Supplied text –
******

# 2017 Hydroconquest new movement caliber L888



## Kart

Hi all,

Yesterday I went to AD near home looking for Hydroconquest the salesperson told me that Hydroconquest got new movement caliber L888 (same movement as Heritage Railroad) is it true?

I find out on longines website the information still show Hydroconquest use caliber L633. Is this misunderstand of salesperson or the information on longines website not update yet?

Anyone heard about hydroconquest with caliber L888.?


----------



## Makeitfromscratch

I was surfing Longines U.S. E-Shop and it appears that all the new 3 hand Hydros are L619/888. They use to be the L633 (2824-2) with the exception of the Arabic Hydro (now discontinued) that has the 2892a2 (L619). It seems to be an L619 with a beat rate of 25,200 thus extending the power reserve to 65 hrs. from 42 hrs. I'm sure there is more to it, but I'll need to do more in depth research. So, to answer your question, yes, there are HydroConquests with the L619/888.


----------



## sfl1979

I own the discontinued L619 Hydro.
It is a great diver, but with some aesthetic flaws. The full arabic dial looks more like a field watch and the old/new model has the cartoonish looking 6,9,12 dial.
I hope they will change more then _just_ the movement. 
They should keep the applied *6,9,12* but with _much_ smaller letters, use the all brushed tapered bracelet on the L619 model and change the alu bezel with a ceramic bezel. Together with the cal. L888 movement, just perfect.


----------



## b.watcher

sfl1979 said:


> I own the discontinued L619 Hydro.
> It is a great diver, but with some aesthetic flaws. The full arabic dial looks more like a field watch and the old/new model has the cartoonish looking 6,9,12 dial.
> I hope they will change more then _just_ the movement.
> They should keep the applied *6,9,12* but with _much_ smaller letters, use the all brushed tapered bracelet on the L619 model and change the alu bezel with a ceramic bezel. Together with the cal. L888 movement, just perfect.


i don't think the numbers look cartoonish at all on the actual model. an all brushed braclet wouldn't work for me either since i really like the polished middle parts. make it look mor classy! the only Thing we agree on is exchaning the Aluminium bezel with a cermaic one. don't know about the movement....happy to get to know more about in the near future.


----------



## mr_raider

Makeitfromscratch said:


> I was surfing Longines U.S. E-Shop and it appears that all the new 3 hand Hydros are L619/888. They use to be the L633 (2824-2) with the exception of the Arabic Hydro (now discontinued) that has the 2892a2 (L619). It seems to be an L619 with a beat rate of 25,200 thus extending the power reserve to 65 hrs. from 42 hrs. I'm sure there is more to it, but I'll need to do more in depth research. So, to answer your question, yes, there are HydroConquests with the L619/888.


They are doing the same with Hamiltons. Starting to put in lower beat longer reserve movements. These movements are not available outside swatch group. Anecdotally, the Hamilton H-10s seem to be dead accurate.

******

Material for this exercise –

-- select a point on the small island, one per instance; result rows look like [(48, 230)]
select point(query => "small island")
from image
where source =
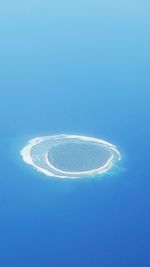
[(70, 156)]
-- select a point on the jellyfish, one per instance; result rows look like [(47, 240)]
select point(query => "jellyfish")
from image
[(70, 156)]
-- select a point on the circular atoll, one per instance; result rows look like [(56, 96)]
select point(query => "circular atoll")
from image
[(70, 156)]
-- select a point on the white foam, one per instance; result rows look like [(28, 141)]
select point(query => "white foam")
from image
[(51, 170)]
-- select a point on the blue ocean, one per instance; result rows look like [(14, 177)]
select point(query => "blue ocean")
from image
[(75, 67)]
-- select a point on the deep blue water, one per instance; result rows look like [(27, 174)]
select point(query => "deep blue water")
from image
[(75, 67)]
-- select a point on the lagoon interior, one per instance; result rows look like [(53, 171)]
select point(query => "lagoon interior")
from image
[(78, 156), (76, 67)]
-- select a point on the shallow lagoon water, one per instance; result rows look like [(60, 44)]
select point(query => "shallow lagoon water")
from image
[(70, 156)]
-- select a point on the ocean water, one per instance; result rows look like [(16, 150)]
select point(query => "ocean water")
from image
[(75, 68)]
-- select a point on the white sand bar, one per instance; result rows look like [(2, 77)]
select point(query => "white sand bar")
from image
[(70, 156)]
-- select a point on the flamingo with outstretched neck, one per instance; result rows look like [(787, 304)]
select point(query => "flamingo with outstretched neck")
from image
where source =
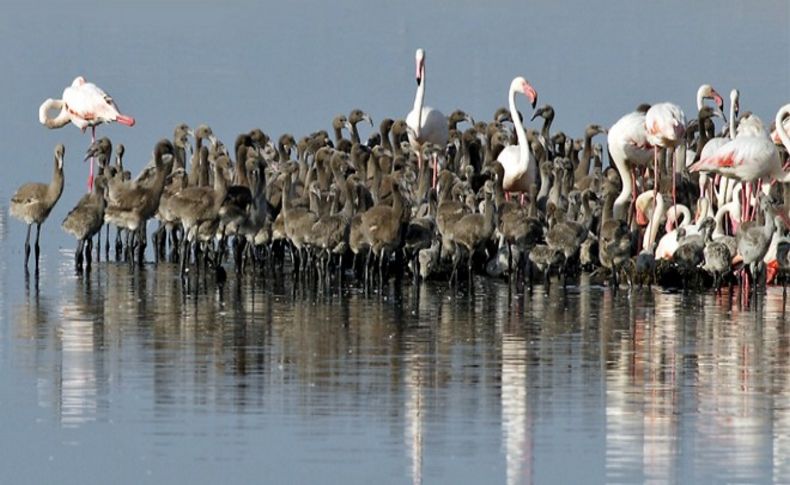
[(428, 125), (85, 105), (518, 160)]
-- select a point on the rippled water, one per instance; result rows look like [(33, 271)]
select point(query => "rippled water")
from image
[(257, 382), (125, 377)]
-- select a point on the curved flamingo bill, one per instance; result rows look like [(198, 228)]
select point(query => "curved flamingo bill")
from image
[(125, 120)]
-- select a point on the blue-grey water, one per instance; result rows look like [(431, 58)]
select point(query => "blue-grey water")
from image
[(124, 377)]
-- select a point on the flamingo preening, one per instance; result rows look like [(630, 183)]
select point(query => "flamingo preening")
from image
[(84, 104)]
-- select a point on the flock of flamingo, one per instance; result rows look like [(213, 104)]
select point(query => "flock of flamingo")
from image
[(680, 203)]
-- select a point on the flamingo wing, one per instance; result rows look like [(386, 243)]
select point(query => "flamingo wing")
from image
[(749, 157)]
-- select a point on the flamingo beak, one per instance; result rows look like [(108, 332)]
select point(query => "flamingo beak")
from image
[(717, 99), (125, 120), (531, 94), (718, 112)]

******

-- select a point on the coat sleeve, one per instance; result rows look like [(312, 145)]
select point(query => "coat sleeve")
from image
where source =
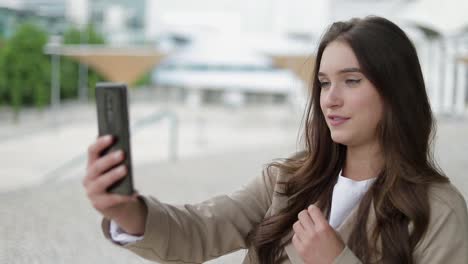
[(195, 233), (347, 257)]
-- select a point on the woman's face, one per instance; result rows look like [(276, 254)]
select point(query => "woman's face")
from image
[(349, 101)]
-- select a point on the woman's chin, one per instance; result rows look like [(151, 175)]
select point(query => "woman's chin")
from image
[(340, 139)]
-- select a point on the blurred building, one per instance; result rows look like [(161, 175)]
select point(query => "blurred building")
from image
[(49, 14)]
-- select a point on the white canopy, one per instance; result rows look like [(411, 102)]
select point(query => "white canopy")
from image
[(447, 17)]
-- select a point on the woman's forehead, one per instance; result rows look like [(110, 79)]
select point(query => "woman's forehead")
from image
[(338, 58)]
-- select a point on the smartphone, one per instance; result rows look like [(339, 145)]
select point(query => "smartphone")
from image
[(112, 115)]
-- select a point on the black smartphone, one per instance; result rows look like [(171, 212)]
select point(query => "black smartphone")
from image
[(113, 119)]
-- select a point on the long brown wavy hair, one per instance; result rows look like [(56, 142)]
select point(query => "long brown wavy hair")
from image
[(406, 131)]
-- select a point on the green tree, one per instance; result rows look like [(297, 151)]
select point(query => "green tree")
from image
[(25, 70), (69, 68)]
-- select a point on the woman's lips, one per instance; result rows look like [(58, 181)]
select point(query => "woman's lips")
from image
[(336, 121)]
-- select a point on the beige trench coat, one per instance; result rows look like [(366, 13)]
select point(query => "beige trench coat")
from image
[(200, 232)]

******

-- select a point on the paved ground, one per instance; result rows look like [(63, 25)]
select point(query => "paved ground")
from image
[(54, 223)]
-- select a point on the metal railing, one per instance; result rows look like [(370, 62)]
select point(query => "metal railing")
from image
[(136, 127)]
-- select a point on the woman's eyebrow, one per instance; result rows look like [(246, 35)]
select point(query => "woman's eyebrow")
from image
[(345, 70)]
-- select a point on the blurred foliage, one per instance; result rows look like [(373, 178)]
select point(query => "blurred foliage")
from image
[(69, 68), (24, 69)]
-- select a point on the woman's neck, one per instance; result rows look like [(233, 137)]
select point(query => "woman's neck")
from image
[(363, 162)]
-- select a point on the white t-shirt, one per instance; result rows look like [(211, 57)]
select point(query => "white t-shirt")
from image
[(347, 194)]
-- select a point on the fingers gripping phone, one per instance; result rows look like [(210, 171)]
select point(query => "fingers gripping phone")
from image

******

Given request 1 – Can you copy, word for word, everything in the Hydroconquest thread from "Yesterday I went" down to "not update yet?"?
Given request 2 – Can you shift the returned coordinates by adding 114 to each number, then write out the listing in full from the line containing "-- select a point on the black" down to the line containing "[(200, 232)]"? Keep every line in that range, leave the sample pairs in the comment lines as they are, and give nothing outside that range.

Worked solution 1 –
Yesterday I went to AD near home looking for Hydroconquest the salesperson told me that Hydroconquest got new movement caliber L888 (same movement as Heritage Railroad) is it true?

I find out on longines website the information still show Hydroconquest use caliber L633. Is this misunderstand of salesperson or the information on longines website not update yet?

Worked solution 2 –
-- select a point on the black smartphone, one per instance; result rows look like [(171, 212)]
select point(query => "black smartphone")
from image
[(227, 233)]
-- select a point on the long brown wavy hair, one per instance; result rows look like [(56, 142)]
select point(query => "long brown wavy hair")
from image
[(520, 245)]
-- select a point on the green tree, one per instance; result rows look like [(297, 151)]
select point(query => "green tree")
from image
[(139, 184), (183, 182)]
-- select a point on the woman's lips, one per instance; result rows look like [(58, 181)]
select point(query => "woman's lips")
from image
[(450, 235)]
-- select a point on the beige trench coat, one per instance; result rows look like [(366, 13)]
select point(query => "beige trench coat")
from image
[(314, 346)]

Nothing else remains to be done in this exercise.